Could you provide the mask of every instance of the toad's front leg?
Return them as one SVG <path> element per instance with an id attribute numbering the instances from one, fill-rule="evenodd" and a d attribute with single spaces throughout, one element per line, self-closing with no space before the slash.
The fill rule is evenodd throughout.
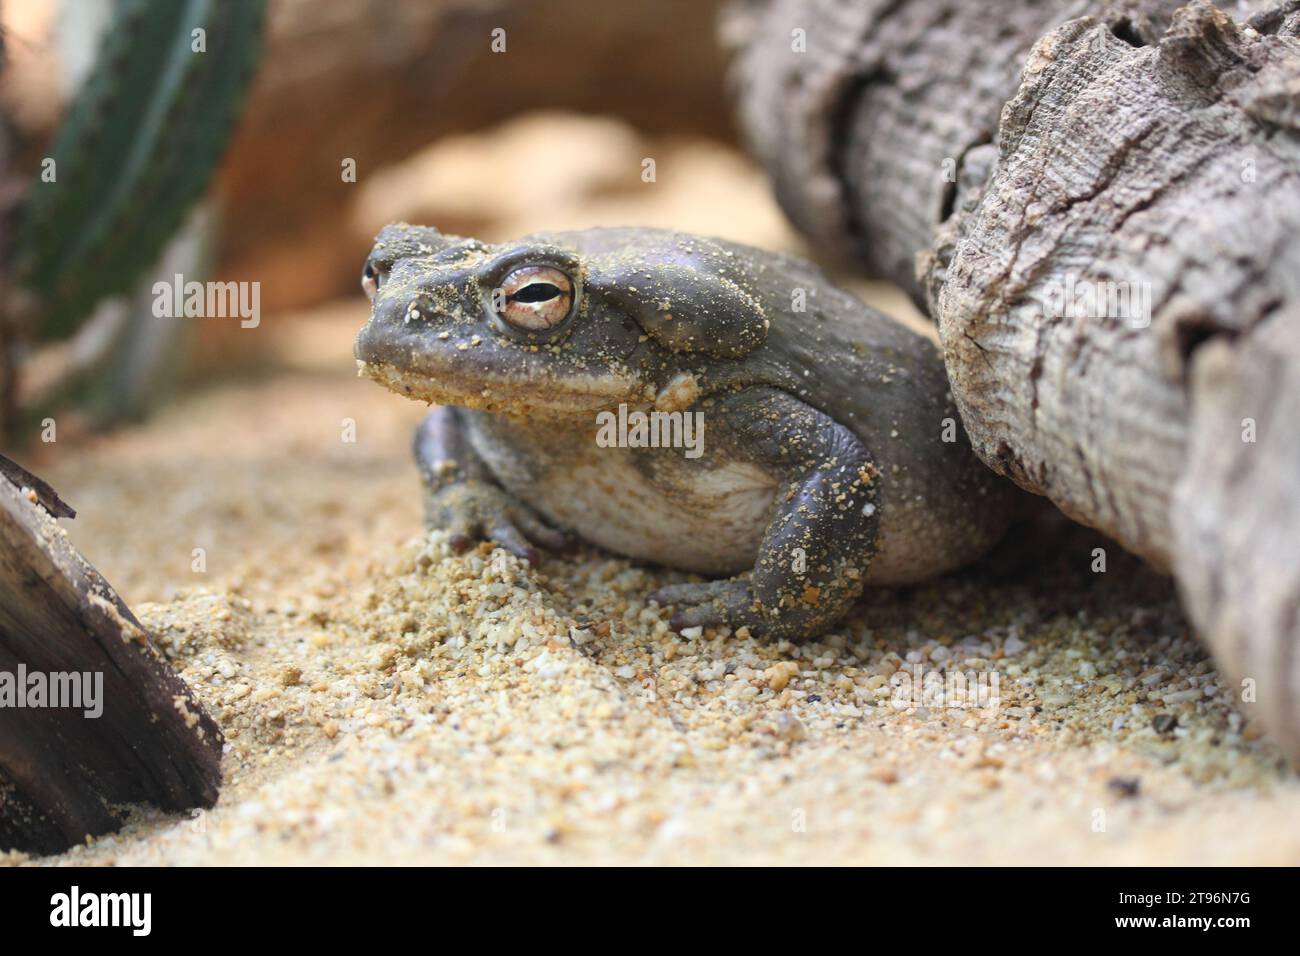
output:
<path id="1" fill-rule="evenodd" d="M 677 630 L 727 624 L 790 640 L 825 631 L 862 593 L 875 553 L 878 473 L 870 453 L 853 432 L 777 389 L 745 389 L 705 415 L 714 454 L 779 477 L 776 513 L 751 572 L 651 597 L 681 608 Z"/>
<path id="2" fill-rule="evenodd" d="M 438 407 L 415 432 L 413 452 L 424 483 L 425 524 L 450 533 L 451 549 L 490 539 L 533 564 L 532 543 L 567 550 L 572 542 L 497 484 L 465 434 L 464 412 Z"/>

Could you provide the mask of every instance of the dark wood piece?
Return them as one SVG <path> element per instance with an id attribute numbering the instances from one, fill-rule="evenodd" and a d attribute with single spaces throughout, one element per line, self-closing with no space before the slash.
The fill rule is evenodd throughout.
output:
<path id="1" fill-rule="evenodd" d="M 0 849 L 54 853 L 127 804 L 211 806 L 222 736 L 42 497 L 0 479 L 0 673 L 103 675 L 98 718 L 0 706 Z"/>

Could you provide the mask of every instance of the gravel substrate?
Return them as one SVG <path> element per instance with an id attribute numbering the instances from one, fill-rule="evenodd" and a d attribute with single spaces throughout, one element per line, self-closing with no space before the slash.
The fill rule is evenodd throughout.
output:
<path id="1" fill-rule="evenodd" d="M 1091 533 L 1040 517 L 815 643 L 675 635 L 680 575 L 421 534 L 420 409 L 295 354 L 33 462 L 227 738 L 214 810 L 38 862 L 1300 862 L 1295 775 Z M 902 699 L 929 672 L 997 699 Z"/>

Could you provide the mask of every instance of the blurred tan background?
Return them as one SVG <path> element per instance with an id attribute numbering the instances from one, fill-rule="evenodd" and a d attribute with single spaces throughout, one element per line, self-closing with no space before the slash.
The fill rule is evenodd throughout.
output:
<path id="1" fill-rule="evenodd" d="M 107 3 L 3 5 L 3 95 L 28 153 L 84 73 Z M 486 240 L 647 224 L 805 251 L 736 144 L 719 5 L 623 0 L 595 18 L 583 0 L 271 0 L 214 190 L 214 278 L 259 280 L 273 317 L 355 297 L 374 234 L 403 219 Z M 912 314 L 887 286 L 859 289 Z M 229 328 L 204 334 L 258 348 Z"/>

**What is required**
In the entries above, count every line containing the word "Could". Write only the total.

**Solved exercise**
4